* [Цель упражнения]:
Пожалуйста, назовите по отрывку, кто уже два года ведет по телевидению цикл просмотров всех послевоенных художественных фильмов.

* [Предоставленный отрывок]:

Вот уже два года кинокритик Анджей Вернер ведет по телевидению грандиозный цикл просмотров всех послевоенных художественных фильмов, сопровождая их беседами, нередко приводящими к полной переоценке давно устоявшихся мнений. Смотришь картины сороковых, пятидесятых, шестидесятых – и поражаешься, до какой степени был переполнен фальшью наш кинематограф, страдающий не только от официальной цензуры, но и от удивительной однобокости взглядов самих режиссеров, очевидно, более или менее подверженных схемам марксистского мышления. Хорошо сохранились
122
лишь мастерские экранизации польской классики – «Фараон» Ежи Кавалеровича, «Рукопись, найденная в Сарагосе» и «Кукла» Войцека Хаса, «Ночи и дни» Ежи Антчака, «Березняк» Анджея Вайды и другие. Что же касается продукции остального рода, то ее трудно смотреть, не испытывая стыда за создателей.
Вы подумаете, будто это преувеличение, вспоминая «польскую школу», которая и в Советском Союзе воспринималась как дуновение ветра свободы. Годы спустя ясно видно, что имели творцы этой школы – свободу насмехаться над «глупостью» Варшавского восстания и верностью принципам офицерской чести («Эроика» Анджея Мунка), свободу дискредитировать героизм защитников родины в 39-м («Летна» Вайды), свободу отрицать смысл сопротивления коммунизму («Пепел и алмаз» Вайды), свободу полностью игнорировать роль католической церкви в деле сохранения духа нации…
Стоит ли удивляться всеобщей фальши, если знать, что, например, основой хита «польской школы» – фильма Вайды «Пепел и алмаз» – был одноименный роман Ежи Анджеевского, написанный по социальному заказу одиозного сотрудника польской ГБ, садиста и палача, зверски убивавшего таких, как аковец Мачек Хелмицки, волей писателя и режиссера брошенного подыхать на мусорной свалке.

* [Предоставленные строки]:

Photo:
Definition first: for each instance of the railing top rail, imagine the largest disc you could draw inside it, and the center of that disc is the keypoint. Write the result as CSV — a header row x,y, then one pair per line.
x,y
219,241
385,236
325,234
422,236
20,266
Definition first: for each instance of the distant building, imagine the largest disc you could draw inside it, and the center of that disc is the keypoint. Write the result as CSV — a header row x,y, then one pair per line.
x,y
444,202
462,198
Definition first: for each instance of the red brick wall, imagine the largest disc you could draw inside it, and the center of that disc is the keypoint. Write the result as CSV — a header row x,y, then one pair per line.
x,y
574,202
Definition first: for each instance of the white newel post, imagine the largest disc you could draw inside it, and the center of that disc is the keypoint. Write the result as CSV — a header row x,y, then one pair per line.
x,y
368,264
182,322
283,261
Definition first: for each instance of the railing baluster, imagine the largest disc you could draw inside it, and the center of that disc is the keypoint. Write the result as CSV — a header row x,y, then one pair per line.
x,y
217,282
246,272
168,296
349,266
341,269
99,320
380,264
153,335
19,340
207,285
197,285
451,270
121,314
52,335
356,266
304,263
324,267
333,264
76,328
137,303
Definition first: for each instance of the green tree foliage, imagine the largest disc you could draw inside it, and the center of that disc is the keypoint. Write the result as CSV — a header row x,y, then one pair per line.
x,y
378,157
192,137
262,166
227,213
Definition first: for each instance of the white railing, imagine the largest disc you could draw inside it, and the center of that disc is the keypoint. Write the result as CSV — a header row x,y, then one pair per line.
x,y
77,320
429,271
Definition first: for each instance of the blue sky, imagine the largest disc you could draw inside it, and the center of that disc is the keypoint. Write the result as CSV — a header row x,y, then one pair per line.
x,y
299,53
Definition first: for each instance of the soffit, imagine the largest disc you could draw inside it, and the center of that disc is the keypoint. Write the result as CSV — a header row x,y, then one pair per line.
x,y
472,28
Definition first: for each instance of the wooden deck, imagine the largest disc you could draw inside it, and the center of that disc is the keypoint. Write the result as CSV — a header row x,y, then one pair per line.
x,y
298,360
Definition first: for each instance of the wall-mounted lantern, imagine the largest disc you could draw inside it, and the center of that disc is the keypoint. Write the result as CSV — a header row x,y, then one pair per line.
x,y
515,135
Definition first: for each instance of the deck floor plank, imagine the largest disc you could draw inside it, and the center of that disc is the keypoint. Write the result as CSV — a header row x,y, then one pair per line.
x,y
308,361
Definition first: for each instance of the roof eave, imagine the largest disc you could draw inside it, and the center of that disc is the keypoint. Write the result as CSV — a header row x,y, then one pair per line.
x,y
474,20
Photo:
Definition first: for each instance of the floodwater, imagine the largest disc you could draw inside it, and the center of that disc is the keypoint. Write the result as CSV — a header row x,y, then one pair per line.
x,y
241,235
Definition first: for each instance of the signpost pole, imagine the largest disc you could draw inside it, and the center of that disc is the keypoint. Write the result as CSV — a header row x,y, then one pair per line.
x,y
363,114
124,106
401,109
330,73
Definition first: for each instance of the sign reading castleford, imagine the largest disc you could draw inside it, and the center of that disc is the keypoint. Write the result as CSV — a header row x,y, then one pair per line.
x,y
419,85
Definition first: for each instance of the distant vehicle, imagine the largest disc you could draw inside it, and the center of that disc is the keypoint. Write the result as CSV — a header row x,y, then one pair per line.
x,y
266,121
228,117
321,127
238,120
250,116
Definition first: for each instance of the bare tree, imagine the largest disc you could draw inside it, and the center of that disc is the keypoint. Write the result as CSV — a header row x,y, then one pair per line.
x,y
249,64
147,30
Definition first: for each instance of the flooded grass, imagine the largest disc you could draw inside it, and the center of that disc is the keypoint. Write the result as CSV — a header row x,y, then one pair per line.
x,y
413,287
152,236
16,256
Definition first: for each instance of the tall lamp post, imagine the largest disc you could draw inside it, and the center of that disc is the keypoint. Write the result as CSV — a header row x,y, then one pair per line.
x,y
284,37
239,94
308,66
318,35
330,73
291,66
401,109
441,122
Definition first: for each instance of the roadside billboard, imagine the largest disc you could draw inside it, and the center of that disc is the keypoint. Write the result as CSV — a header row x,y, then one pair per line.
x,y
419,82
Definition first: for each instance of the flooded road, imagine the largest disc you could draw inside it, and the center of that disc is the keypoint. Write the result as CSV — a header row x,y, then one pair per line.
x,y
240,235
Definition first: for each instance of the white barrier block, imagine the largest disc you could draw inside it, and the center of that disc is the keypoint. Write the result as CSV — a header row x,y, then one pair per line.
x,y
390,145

* [Ответ к задаче]:
Кинокритик Анджей Вернер.